### WORK TO BE COMPLETED
Render all of the data below as a numbered list, skipping blank lines, and leave the pictures out of your answer.

### DATA TO PROCESS
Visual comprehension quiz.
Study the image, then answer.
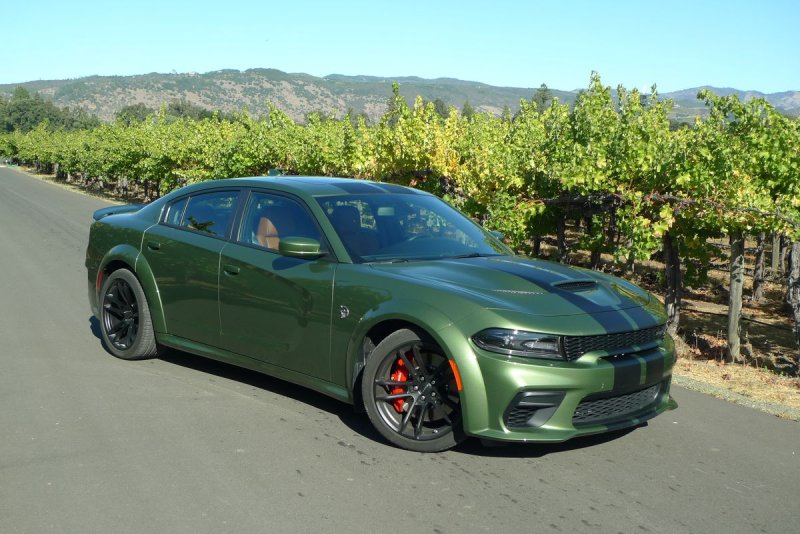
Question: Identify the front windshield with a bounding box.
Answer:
[317,194,511,263]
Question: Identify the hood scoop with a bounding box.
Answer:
[553,280,597,293]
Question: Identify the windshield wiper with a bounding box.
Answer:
[442,252,502,260]
[364,258,408,264]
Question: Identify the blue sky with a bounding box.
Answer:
[6,0,800,92]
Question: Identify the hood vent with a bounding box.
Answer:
[553,280,597,291]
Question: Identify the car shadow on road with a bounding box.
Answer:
[89,317,647,458]
[159,349,388,441]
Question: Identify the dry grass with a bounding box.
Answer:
[673,357,800,410]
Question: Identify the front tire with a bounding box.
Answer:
[100,269,158,360]
[361,329,465,452]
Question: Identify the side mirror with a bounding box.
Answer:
[278,237,325,259]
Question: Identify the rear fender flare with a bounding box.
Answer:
[98,244,167,332]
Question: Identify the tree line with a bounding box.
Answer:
[0,73,800,368]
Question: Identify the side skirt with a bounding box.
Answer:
[156,333,353,404]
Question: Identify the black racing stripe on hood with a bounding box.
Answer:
[486,258,654,332]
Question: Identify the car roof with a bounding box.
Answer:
[189,176,427,197]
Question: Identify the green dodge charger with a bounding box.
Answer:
[86,177,675,452]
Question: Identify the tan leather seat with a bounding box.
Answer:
[256,217,281,250]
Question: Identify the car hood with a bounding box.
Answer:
[371,256,651,317]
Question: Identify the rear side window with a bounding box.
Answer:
[164,198,189,226]
[177,191,239,237]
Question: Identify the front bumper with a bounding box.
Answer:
[438,328,677,442]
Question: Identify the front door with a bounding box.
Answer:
[219,192,336,380]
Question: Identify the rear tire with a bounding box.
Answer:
[100,269,158,360]
[361,329,466,452]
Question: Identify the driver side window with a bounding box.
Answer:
[239,192,322,252]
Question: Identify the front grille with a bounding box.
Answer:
[564,325,666,360]
[572,384,661,427]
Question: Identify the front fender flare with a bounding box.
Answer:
[347,299,488,432]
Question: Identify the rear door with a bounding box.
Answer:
[219,191,336,380]
[142,189,240,346]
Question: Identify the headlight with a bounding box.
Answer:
[472,328,564,360]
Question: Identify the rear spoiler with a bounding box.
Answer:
[92,204,144,221]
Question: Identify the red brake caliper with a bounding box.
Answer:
[389,358,408,413]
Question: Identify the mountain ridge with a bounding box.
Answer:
[0,68,800,121]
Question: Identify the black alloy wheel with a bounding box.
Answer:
[362,330,464,452]
[100,269,157,360]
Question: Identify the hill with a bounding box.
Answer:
[0,69,800,120]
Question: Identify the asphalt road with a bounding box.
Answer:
[0,168,800,533]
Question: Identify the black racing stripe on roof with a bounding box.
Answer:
[330,182,386,195]
[380,184,418,195]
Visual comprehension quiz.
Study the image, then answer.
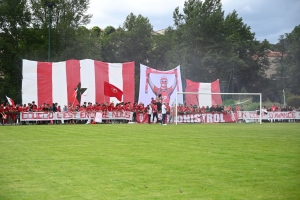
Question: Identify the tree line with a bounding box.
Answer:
[0,0,300,102]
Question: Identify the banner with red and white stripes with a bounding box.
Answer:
[185,79,222,107]
[22,59,135,106]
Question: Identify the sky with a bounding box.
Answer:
[87,0,300,44]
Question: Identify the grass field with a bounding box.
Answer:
[0,123,300,200]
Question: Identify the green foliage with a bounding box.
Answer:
[287,95,300,108]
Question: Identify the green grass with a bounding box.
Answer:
[0,123,300,200]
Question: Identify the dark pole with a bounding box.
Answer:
[46,1,55,62]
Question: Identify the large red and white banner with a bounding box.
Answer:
[185,79,222,107]
[139,64,183,104]
[22,59,135,106]
[136,112,238,123]
[237,111,300,120]
[20,111,133,121]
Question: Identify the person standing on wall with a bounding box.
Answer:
[161,103,167,125]
[147,104,152,124]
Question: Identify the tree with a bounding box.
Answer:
[30,0,92,61]
[0,0,31,102]
[173,0,268,97]
[282,25,300,95]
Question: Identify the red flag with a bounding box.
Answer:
[6,96,15,107]
[104,81,123,101]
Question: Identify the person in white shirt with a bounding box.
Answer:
[161,103,167,125]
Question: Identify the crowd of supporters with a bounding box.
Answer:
[0,98,300,124]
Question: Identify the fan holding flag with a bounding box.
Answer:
[104,81,123,101]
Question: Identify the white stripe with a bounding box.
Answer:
[108,63,123,103]
[22,60,37,104]
[199,83,212,107]
[52,62,68,106]
[80,59,96,105]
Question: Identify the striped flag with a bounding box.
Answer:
[104,81,123,101]
[22,59,135,106]
[185,79,222,107]
[6,96,15,107]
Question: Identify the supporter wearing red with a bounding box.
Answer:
[151,97,156,104]
[271,104,277,112]
[200,106,206,113]
[151,103,158,123]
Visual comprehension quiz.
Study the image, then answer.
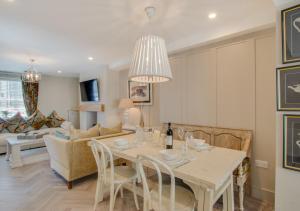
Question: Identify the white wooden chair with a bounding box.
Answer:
[137,155,195,211]
[91,139,139,211]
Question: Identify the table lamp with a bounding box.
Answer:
[119,98,134,129]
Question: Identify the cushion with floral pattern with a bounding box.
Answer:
[6,112,28,133]
[27,109,47,130]
[46,111,65,128]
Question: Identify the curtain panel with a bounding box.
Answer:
[22,81,39,116]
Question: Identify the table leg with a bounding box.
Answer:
[184,181,214,211]
[223,177,234,211]
[6,143,11,161]
[203,188,214,211]
[9,145,23,168]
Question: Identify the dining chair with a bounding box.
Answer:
[137,155,196,211]
[91,139,139,211]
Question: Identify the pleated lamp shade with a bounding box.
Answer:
[128,35,172,83]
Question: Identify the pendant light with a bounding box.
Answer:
[22,59,42,83]
[128,7,172,83]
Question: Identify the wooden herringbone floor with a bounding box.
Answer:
[0,151,272,211]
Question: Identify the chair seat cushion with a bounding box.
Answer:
[151,185,195,211]
[233,158,250,176]
[106,166,137,182]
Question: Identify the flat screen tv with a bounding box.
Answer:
[80,79,100,102]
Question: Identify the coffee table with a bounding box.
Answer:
[6,137,49,168]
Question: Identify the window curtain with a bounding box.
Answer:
[22,81,39,116]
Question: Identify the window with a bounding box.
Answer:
[0,78,27,119]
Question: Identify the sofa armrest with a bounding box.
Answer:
[44,135,73,169]
[71,139,97,180]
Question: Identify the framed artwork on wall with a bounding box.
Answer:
[281,5,300,64]
[276,65,300,111]
[128,81,152,105]
[283,114,300,171]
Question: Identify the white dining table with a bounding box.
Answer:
[91,134,246,211]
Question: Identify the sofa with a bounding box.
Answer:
[44,131,132,189]
[0,128,64,154]
[0,109,65,154]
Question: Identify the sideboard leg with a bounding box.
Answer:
[237,164,245,211]
[68,181,73,190]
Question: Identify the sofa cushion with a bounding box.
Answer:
[7,112,28,133]
[0,133,24,146]
[46,111,65,127]
[27,109,46,130]
[99,123,122,136]
[0,118,9,133]
[70,124,99,140]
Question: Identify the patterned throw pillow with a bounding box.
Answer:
[0,118,8,133]
[46,111,65,128]
[70,124,99,140]
[27,109,46,130]
[7,113,28,133]
[99,123,122,136]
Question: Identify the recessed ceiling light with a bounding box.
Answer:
[208,12,217,19]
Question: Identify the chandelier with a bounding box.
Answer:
[128,7,172,83]
[22,59,42,83]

### TASK ANSWER
1. Visual comprehension quiz.
2. Study the image, then answer.
3. Question: Identify the front windshield with a bounding box.
4. Answer:
5. [317,194,511,263]
6. Question: Identify the hood scoop with a bounding box.
7. Answer:
8. [553,280,597,293]
9. Question: Identify the windshield wiper with a bounding box.
10. Answer:
11. [442,252,502,260]
12. [364,258,408,264]
13. Question: Identify the blue sky with a bounding box.
14. Answer:
15. [6,0,800,92]
16. Question: Identify the hood vent with a bounding box.
17. Answer:
18. [553,280,597,291]
19. Question: Identify the car shadow on road with a bounding box.
20. Answer:
21. [89,317,647,458]
22. [159,349,388,441]
23. Question: Identify the dry grass with a bounding box.
24. Answer:
25. [673,357,800,410]
26. Question: Identify the front tire with a bounding box.
27. Answer:
28. [100,269,158,360]
29. [361,329,465,452]
30. Question: Identify the side mirror with a bounding box.
31. Answer:
32. [278,237,325,259]
33. Question: Identify the rear fender flare with a bounding box.
34. Answer:
35. [98,244,167,332]
36. Question: Identify the tree line with a bounding box.
37. Answer:
38. [0,73,800,368]
39. Question: Identify the side skirt with a bounding box.
40. Answer:
41. [156,333,353,404]
42. Question: Identify the black racing stripe on hood with a bounding box.
43. Answer:
44. [486,258,654,332]
45. Question: Identify the car roof with a bounding box.
46. Answer:
47. [189,176,427,197]
48. Question: Identify the green dodge charger with a bounding box.
49. Answer:
50. [86,177,675,452]
51. Question: Identify the tan leather seat with a bounding box.
52. Answer:
53. [256,217,281,250]
54. Question: Identify the car hood with a bounding box.
55. Answer:
56. [371,256,651,317]
57. Question: Identify the rear side window with a bounding box.
58. Answer:
59. [164,198,189,226]
60. [177,191,239,237]
61. Question: Identify the front bumper with a bounding box.
62. Answer:
63. [438,328,677,442]
64. Question: Identify the front door with a bounding box.
65. Answer:
66. [219,192,336,380]
67. Question: Identify the rear tire with a bounding box.
68. Answer:
69. [100,269,158,360]
70. [361,329,466,452]
71. Question: Identify the driver side window with a bounding box.
72. Answer:
73. [239,192,322,252]
74. Question: Identify the front grille with a bounding box.
75. Answer:
76. [564,325,666,360]
77. [572,384,661,427]
78. Question: Identify the front fender flare with a bounding box.
79. Answer:
80. [347,299,488,432]
81. Question: Identify the rear door with a bounding box.
82. Answer:
83. [219,191,336,380]
84. [142,189,240,346]
85. Question: Identify the headlight with a bounding box.
86. Answer:
87. [472,328,564,360]
88. Question: Identify the rear spoiler with a bounding box.
89. Answer:
90. [92,204,144,221]
91. Question: Identify the red brake caliper with a bounding box.
92. Answer:
93. [389,358,408,413]
94. Question: Identify the mountain ridge with a bounding box.
95. Answer:
96. [0,68,800,121]
97. Question: Identify the black alloy wheel with a bounding box.
98. Answer:
99. [362,330,464,452]
100. [100,269,157,360]
101. Question: Identify the hill with a bounding box.
102. Answer:
103. [0,69,800,120]
104. Question: Identify the asphalt road with a bounding box.
105. Answer:
106. [0,168,800,533]
107. Question: Identify the black racing stripe on roof with a bounding box.
108. Answer:
109. [330,182,386,195]
110. [380,184,418,195]
111. Visual comprehension quiz.
112. Study the image, then answer.
113. Question: Identify the tree line with a bounding box.
114. Answer:
115. [0,0,300,102]
116. Question: Identify the banner with red and white stripes with a bounding box.
117. Answer:
118. [185,79,222,107]
119. [22,59,135,106]
120. Question: Identify the sky with a bounding box.
121. Answer:
122. [87,0,300,44]
123. Question: Identify the grass field with a bounding box.
124. Answer:
125. [0,123,300,200]
126. Question: Identify the green foliage with a bounding box.
127. Answer:
128. [287,95,300,108]
129. Question: Identify the green grass with a bounding box.
130. Answer:
131. [0,123,300,200]
132. Question: Identify the dark pole with a bounding box.
133. Answer:
134. [46,1,55,62]
135. Question: Identify the large red and white banner with a bounding box.
136. Answer:
137. [185,79,222,107]
138. [139,64,183,104]
139. [22,59,135,106]
140. [136,112,238,123]
141. [237,111,300,120]
142. [20,111,133,121]
143. Question: Identify the person standing on wall with a bounding box.
144. Answer:
145. [161,103,167,125]
146. [147,104,152,124]
147. Question: Identify the tree with a bounding box.
148. Answer:
149. [30,0,92,61]
150. [0,0,31,102]
151. [173,0,268,97]
152. [282,25,300,95]
153. Question: Identify the red flag with a bounding box.
154. Answer:
155. [6,96,15,107]
156. [104,81,123,101]
157. Question: Identify the person in white shirt with a bounding box.
158. Answer:
159. [161,103,167,125]
160. Question: Identify the crowd of supporters with a bounding box.
161. Answer:
162. [0,98,300,124]
163. Question: Identify the fan holding flag with a bounding box.
164. Answer:
165. [104,81,123,101]
166. Question: Identify the white stripe with a bounding box.
167. Answer:
168. [108,63,123,103]
169. [22,60,37,104]
170. [199,83,212,107]
171. [52,62,68,106]
172. [80,59,96,105]
173. Question: Identify the striped flag with a bounding box.
174. Answer:
175. [104,81,123,101]
176. [22,59,135,106]
177. [185,79,222,107]
178. [6,96,15,107]
179. Question: Identify the supporter wearing red with a bounding box.
180. Answer:
181. [151,97,156,104]
182. [271,104,277,112]
183. [200,106,206,113]
184. [151,103,158,123]
185. Visual comprehension quiz.
186. Study the image, then answer.
187. Question: Identify the white wooden chair with a bounding box.
188. Answer:
189. [137,155,195,211]
190. [91,139,139,211]
191. Question: Identify the table lamp with a bounding box.
192. Answer:
193. [119,98,134,129]
194. Question: Identify the cushion with floral pattern with a bounding box.
195. Answer:
196. [6,112,28,133]
197. [27,109,47,130]
198. [46,111,65,128]
199. Question: Identify the curtain panel with a bounding box.
200. Answer:
201. [22,81,39,116]
202. Question: Identify the table leg with a bounding box.
203. Answer:
204. [184,181,214,211]
205. [223,177,234,211]
206. [6,143,11,161]
207. [203,188,214,211]
208. [9,145,23,168]
209. Question: Identify the dining chair with a bounding box.
210. Answer:
211. [137,155,196,211]
212. [91,139,139,211]
213. Question: Identify the pleated lamp shade with a bounding box.
214. Answer:
215. [128,35,172,83]
216. Question: Identify the pendant light with a bounding box.
217. Answer:
218. [22,59,42,83]
219. [128,7,172,83]
220. Question: Identify the wooden herringbone floor with a bounding box.
221. Answer:
222. [0,151,272,211]
223. Question: Identify the chair seat cushion with a bounding box.
224. Answer:
225. [151,185,195,211]
226. [233,158,250,176]
227. [106,166,137,182]
228. Question: Identify the flat screen tv with a bounding box.
229. Answer:
230. [80,79,100,102]
231. Question: Identify the coffee table with a bounding box.
232. Answer:
233. [6,137,49,168]
234. Question: Identify the window curtain with a bounding box.
235. Answer:
236. [22,81,39,116]
237. Question: Identify the window with a bounding box.
238. Answer:
239. [0,78,27,119]
240. Question: Identify the sofa armrest with a bounding box.
241. Answer:
242. [44,135,73,169]
243. [71,139,97,180]
244. Question: Identify the framed artwork on wall with a bounding box.
245. Answer:
246. [281,5,300,64]
247. [276,65,300,111]
248. [128,81,152,105]
249. [283,114,300,171]
250. Question: Identify the white dining table with a bounding box.
251. Answer:
252. [91,134,246,211]
253. Question: Identify the sofa with a bounding box.
254. Answer:
255. [44,131,132,189]
256. [0,128,64,154]
257. [0,109,65,154]
258. Question: Identify the sideboard leg with a bounding box.
259. Answer:
260. [237,164,245,211]
261. [68,181,73,190]
262. Question: Identify the sofa cushion with a bounding box.
263. Answer:
264. [7,112,28,133]
265. [0,133,24,146]
266. [46,111,65,127]
267. [27,109,46,130]
268. [99,123,122,136]
269. [0,118,9,133]
270. [70,124,99,140]
271. Question: Identify the patterned throw pillow with a bounding box.
272. Answer:
273. [0,118,8,133]
274. [46,111,65,128]
275. [70,124,99,140]
276. [27,109,46,130]
277. [7,113,28,133]
278. [99,123,122,136]
279. Question: Identify the recessed ceiling light with a bounding box.
280. Answer:
281. [208,12,217,19]
282. Question: Identify the chandelier with a bounding box.
283. Answer:
284. [128,7,172,83]
285. [22,59,42,83]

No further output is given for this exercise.